Pull out every line of the data below that contains the string "hair", and copy each such line in full. Treat the match as case-sensitive.
[START OF RECORDS TO PROCESS]
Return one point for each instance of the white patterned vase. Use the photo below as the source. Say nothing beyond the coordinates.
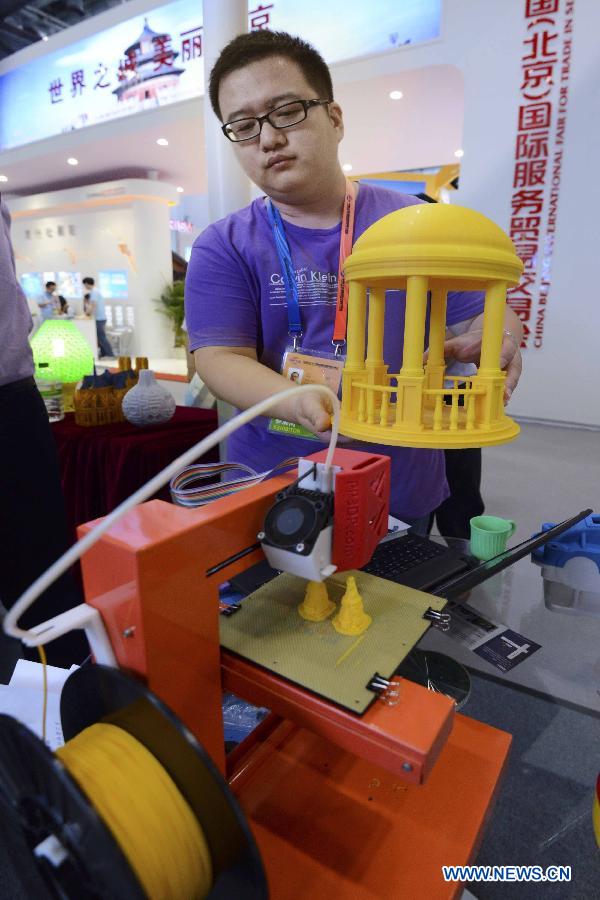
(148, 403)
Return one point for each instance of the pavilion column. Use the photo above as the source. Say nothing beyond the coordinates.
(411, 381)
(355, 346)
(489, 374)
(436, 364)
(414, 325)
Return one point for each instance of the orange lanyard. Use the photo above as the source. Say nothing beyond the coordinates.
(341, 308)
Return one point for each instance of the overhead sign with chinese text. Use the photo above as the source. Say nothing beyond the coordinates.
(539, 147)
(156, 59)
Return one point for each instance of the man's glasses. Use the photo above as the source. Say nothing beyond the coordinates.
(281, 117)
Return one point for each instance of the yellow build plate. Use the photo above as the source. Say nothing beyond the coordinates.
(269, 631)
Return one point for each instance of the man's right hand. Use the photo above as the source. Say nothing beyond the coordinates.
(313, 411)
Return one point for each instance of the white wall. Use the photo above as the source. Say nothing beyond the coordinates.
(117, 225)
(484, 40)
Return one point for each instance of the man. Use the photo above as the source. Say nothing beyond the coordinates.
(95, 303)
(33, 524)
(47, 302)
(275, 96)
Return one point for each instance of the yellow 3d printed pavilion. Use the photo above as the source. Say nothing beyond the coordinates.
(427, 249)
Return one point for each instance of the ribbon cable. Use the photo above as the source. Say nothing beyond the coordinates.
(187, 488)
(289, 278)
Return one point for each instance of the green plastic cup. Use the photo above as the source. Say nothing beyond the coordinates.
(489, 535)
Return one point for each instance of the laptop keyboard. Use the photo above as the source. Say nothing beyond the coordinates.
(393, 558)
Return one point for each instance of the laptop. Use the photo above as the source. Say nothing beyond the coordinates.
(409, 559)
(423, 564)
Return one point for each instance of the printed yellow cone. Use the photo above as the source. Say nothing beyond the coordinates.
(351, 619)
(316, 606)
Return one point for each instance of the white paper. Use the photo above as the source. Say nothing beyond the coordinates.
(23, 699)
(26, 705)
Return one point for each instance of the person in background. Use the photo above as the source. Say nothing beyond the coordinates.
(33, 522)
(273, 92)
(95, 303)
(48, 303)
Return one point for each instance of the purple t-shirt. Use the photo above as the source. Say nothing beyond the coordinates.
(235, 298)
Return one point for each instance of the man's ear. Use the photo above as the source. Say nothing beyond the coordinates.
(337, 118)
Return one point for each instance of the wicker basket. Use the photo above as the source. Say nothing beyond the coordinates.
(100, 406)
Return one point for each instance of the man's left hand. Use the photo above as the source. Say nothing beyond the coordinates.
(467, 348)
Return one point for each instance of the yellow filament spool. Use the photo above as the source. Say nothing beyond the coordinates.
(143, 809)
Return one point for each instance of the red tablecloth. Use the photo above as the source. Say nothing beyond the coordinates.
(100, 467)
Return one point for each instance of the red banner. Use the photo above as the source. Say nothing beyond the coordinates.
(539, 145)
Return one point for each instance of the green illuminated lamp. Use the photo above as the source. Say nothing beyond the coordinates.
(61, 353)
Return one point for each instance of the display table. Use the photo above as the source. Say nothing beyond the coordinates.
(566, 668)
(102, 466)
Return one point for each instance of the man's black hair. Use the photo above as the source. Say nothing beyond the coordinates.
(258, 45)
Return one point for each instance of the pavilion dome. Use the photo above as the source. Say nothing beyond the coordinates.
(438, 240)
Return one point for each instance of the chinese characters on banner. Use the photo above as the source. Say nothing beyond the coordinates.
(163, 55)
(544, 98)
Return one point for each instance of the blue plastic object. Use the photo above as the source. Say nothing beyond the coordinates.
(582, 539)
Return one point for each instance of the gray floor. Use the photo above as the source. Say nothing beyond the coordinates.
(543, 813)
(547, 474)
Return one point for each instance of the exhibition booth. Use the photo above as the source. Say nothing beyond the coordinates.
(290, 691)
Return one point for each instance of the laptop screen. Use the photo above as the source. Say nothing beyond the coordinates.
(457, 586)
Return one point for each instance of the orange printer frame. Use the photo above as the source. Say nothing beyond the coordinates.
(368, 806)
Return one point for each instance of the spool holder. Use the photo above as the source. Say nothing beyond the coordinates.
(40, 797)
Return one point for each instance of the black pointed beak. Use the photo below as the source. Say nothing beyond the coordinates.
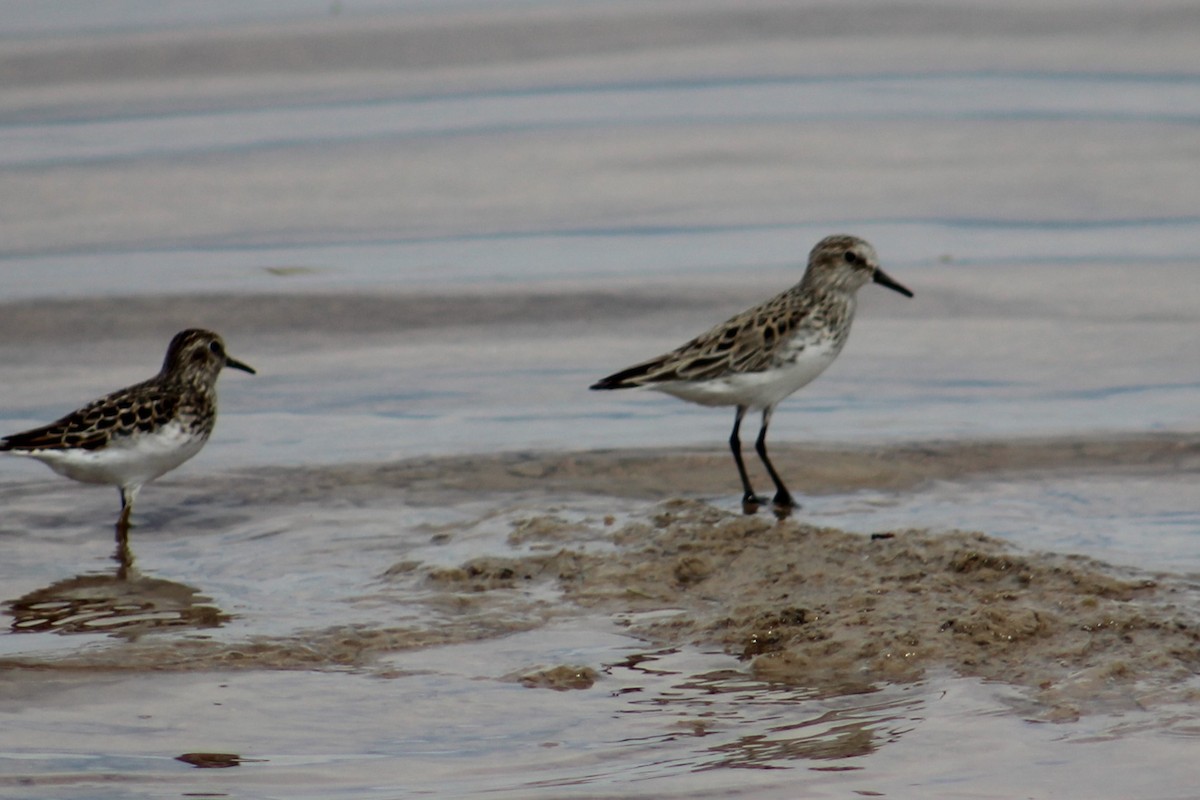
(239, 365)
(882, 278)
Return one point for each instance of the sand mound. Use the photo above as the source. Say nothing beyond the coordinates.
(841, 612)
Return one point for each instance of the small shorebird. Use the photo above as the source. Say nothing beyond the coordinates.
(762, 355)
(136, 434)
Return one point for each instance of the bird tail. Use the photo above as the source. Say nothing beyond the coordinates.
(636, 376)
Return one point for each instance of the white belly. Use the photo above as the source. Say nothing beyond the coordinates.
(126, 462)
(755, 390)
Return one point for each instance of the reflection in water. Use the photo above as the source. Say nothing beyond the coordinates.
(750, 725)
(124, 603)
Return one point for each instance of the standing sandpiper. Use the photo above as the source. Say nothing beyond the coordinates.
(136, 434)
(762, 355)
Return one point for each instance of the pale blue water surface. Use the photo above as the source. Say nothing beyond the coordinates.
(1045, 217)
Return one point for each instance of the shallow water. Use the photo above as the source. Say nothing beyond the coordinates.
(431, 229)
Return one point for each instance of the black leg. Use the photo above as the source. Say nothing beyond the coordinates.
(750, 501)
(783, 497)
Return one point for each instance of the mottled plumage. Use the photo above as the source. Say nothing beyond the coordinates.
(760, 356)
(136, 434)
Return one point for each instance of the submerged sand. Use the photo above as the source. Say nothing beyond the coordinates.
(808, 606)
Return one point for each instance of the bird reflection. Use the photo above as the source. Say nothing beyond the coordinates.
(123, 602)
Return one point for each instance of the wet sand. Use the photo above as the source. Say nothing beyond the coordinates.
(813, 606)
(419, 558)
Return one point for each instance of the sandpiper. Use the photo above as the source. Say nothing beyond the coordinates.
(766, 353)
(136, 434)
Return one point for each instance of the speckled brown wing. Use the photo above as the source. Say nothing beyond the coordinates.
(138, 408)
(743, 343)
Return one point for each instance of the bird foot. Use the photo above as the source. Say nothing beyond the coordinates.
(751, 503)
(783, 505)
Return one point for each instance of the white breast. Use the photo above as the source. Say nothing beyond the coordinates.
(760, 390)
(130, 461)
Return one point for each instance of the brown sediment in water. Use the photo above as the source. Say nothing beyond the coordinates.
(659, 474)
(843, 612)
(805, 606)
[END OF RECORDS TO PROCESS]
[START OF RECORDS TO PROCESS]
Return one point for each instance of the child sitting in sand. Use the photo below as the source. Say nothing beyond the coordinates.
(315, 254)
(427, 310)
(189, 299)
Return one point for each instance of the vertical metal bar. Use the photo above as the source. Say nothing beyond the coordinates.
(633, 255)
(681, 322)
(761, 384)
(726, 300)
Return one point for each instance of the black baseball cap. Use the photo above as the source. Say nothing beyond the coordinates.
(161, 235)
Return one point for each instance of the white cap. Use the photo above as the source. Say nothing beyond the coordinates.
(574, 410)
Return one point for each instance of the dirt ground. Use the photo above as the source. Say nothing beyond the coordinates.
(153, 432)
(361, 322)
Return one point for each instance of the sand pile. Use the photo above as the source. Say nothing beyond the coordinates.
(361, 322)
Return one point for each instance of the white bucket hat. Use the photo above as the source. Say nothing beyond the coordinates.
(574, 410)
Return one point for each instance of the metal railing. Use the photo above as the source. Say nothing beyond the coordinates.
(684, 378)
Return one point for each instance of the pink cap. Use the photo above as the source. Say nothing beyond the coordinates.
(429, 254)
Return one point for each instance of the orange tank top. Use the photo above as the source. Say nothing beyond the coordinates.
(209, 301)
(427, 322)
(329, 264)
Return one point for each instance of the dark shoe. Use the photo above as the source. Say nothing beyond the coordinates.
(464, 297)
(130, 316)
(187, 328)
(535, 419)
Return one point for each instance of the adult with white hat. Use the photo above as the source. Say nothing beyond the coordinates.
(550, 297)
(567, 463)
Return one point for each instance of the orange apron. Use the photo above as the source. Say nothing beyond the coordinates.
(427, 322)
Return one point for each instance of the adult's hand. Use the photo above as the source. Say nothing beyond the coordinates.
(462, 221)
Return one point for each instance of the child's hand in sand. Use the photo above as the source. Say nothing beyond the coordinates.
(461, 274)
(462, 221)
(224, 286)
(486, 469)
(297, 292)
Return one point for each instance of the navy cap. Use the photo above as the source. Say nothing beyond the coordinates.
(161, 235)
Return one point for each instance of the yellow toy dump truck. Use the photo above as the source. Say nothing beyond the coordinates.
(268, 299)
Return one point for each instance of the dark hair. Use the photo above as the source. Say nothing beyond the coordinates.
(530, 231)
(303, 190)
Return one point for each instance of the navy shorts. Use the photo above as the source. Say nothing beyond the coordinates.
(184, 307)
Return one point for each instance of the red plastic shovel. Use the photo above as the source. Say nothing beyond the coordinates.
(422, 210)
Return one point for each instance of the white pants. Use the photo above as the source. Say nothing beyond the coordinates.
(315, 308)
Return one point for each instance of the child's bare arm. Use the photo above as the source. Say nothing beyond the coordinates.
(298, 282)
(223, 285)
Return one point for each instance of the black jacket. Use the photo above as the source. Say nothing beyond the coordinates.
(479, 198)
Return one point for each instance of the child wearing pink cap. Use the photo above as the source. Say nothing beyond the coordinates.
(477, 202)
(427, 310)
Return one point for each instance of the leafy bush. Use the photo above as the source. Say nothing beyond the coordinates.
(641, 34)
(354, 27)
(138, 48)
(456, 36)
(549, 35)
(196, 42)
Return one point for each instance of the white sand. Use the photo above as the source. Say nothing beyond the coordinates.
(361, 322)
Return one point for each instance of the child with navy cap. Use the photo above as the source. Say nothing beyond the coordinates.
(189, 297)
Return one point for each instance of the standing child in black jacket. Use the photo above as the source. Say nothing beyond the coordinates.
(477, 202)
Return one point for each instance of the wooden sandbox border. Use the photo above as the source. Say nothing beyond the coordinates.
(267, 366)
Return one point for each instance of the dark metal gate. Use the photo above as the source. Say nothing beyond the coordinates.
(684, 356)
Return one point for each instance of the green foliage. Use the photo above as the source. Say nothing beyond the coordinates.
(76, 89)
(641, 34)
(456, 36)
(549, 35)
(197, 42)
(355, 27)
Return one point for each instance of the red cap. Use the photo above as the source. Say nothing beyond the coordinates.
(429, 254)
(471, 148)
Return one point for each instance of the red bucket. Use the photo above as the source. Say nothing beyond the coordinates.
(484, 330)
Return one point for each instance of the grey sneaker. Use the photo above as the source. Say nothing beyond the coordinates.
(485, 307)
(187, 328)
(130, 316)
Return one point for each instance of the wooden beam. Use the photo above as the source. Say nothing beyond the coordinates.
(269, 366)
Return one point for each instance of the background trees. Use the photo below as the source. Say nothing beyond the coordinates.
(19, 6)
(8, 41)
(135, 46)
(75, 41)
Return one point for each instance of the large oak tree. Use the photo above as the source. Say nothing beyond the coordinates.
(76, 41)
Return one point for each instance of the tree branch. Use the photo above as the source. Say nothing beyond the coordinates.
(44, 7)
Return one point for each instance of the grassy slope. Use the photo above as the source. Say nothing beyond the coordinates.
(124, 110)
[END OF RECORDS TO PROCESS]
[START OF RECORDS TO PROCESS]
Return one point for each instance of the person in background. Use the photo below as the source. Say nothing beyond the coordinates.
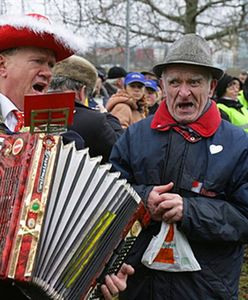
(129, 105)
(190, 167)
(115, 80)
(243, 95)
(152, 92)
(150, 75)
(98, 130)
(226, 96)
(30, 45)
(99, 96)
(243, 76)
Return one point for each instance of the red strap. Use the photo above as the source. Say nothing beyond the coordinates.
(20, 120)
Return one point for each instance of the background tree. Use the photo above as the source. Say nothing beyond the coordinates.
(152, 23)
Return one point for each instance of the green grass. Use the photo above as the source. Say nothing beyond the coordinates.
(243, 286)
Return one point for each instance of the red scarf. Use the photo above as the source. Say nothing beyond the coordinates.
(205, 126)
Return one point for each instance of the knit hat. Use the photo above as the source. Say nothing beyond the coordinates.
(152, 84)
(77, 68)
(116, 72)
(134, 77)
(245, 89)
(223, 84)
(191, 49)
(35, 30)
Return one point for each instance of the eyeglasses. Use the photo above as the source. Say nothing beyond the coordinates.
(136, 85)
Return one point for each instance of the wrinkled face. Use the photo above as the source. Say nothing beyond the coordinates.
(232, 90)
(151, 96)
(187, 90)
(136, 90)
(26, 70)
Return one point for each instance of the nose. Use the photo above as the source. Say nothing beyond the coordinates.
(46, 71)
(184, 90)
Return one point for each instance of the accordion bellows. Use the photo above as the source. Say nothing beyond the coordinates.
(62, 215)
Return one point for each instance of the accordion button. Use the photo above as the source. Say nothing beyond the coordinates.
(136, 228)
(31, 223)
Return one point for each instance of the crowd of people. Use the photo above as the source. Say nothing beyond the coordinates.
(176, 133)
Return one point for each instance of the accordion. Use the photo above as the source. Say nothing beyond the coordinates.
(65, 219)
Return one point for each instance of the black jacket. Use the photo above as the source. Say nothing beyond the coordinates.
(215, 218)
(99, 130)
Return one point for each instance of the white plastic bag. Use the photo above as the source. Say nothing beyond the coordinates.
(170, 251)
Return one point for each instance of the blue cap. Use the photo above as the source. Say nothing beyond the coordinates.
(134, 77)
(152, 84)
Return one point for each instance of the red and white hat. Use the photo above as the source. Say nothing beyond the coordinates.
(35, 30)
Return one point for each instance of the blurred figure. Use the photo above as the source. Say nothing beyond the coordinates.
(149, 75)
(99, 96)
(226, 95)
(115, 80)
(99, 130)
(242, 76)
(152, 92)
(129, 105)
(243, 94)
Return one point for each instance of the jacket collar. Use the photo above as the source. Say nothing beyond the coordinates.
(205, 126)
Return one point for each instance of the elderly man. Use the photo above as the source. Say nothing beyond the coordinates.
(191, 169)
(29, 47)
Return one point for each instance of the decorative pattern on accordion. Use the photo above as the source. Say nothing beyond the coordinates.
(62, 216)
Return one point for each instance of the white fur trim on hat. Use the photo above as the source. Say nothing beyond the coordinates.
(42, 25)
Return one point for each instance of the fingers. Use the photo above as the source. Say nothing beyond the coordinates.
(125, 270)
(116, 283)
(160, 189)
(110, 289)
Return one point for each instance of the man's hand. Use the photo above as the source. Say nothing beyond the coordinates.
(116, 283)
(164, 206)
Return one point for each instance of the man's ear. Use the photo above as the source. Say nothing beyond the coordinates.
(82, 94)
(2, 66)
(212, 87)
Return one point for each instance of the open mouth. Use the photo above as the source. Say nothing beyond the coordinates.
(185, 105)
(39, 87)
[END OF RECORDS TO PROCESS]
• THE OUTPUT:
Return one point for each instance of the man's black hair. Use the photo above as the source. Say nothing beyond the coordinates.
Return one point for each instance of the dark hair. Use the photo above as the source. Say nothing beyond the coordinates.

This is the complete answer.